■ EXERCISE DETAILS:
Put each of the lines below into a numbered list, and leave out any blank lines.
-------
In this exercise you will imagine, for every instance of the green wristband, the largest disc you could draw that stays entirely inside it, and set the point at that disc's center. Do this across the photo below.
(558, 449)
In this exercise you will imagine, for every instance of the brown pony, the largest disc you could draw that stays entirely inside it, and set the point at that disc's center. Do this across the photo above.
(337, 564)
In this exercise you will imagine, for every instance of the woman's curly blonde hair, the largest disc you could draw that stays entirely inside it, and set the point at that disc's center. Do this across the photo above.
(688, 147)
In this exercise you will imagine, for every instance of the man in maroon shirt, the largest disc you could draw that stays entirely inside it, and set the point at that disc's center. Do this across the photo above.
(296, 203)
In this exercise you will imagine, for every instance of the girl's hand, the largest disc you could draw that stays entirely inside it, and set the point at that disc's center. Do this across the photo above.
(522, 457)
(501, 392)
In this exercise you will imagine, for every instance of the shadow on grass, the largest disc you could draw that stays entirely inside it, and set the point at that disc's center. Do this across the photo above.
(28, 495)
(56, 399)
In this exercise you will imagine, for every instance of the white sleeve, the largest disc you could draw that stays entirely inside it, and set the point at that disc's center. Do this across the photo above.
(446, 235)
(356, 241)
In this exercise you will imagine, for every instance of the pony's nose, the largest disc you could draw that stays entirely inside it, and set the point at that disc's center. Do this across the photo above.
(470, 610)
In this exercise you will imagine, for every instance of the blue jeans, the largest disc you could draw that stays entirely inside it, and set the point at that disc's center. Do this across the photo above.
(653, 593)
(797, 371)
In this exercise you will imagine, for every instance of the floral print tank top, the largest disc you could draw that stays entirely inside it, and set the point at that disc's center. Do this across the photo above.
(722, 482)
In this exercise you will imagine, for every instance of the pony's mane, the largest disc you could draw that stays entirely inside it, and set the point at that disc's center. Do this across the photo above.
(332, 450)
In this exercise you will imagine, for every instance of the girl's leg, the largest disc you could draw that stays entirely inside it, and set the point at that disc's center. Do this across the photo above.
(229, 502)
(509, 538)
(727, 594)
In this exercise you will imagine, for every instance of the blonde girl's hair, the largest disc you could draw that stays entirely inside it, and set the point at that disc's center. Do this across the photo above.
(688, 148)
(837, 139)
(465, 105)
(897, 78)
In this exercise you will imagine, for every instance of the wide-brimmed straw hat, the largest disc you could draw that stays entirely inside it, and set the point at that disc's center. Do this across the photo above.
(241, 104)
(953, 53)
-------
■ THE COMPLETED TASK:
1. In this exercise you will imagine, for every instance of the green wristband, the largest disc you could draw that stays entirely inside it, and set the point at that disc's center. Do this across the photo below.
2. (558, 449)
3. In this exercise you will imagine, for every instance of the brown pony, the largest disc you could draw that stays entirely inside it, and set the point at that disc's center. Do this across the photo above.
4. (337, 564)
5. In this exercise you will imagine, for every instance of the woman's curly blonde hair, the largest disc you could draw that stays entirely inside it, and set the point at that disc's center. Do this across the photo above.
6. (688, 147)
7. In this exercise you will imagine, for every instance of the man in maroon shirt, the largest disc you could draw that stays entirely inside it, and set the point at that disc's center. Do this across the photo above.
8. (296, 203)
9. In this exercise you will imagine, for every instance of the girl's hand, the largest disc you could draw that stays entirely inside it, and set the point at that disc's center. Do this across the photo above.
10. (522, 457)
11. (501, 392)
12. In this exercise you will imagine, for every instance of the shadow on grass, the largest disc you could draw that stays entirely inside it, and set the point at that disc's center. Do this across the photo above.
13. (28, 495)
14. (56, 399)
15. In this exercise you will imagine, for every instance of the white sleeve, the largest disc you could draw that stays entirely inside it, and set the point at that disc's center. Do this across the photo above.
16. (446, 235)
17. (356, 241)
18. In this exercise you will imagine, for every instance of the pony's nose, the largest disc you could draw that stays entirely inside it, and set the point at that disc's center. Do this across the photo above.
19. (470, 610)
20. In this exercise you will imagine, for every instance of the blue jeans, the largest disc you could draw that stays entirely inside it, and set the point at that disc's center. Do this across the photo above.
21. (653, 593)
22. (797, 371)
23. In this exercise you will imagine, for every instance of the floral print tank top, the largest disc you could draw that stays entirely inside it, and set the point at that disc's center. Do this across the photo above.
24. (722, 482)
25. In this exercise you will imagine, for every instance of the pony's mane, the largest disc you could draw that stays entirely inside it, and set the point at that disc's center. Do this across the photo above.
26. (332, 450)
27. In this exercise you will imagine, for every instance of the girl's leg, the largest disc you could draw that stays entirely inside it, and set the point at that disc's center. Do this across the photo above.
28. (229, 502)
29. (509, 538)
30. (727, 594)
31. In this exercise you will imagine, for every instance of the blonde girl's hair, the largest disc you could draw that stays entirely inside it, and set the point at that disc's center. Do this across the photo above.
32. (688, 148)
33. (837, 139)
34. (465, 105)
35. (897, 78)
36. In this exercise you will imagine, for every instance of the wide-brimmed straw hat, the largest disc you could draw that stays entirely inside it, and set the point at that disc's center. Do this across the photo above.
37. (241, 104)
38. (953, 53)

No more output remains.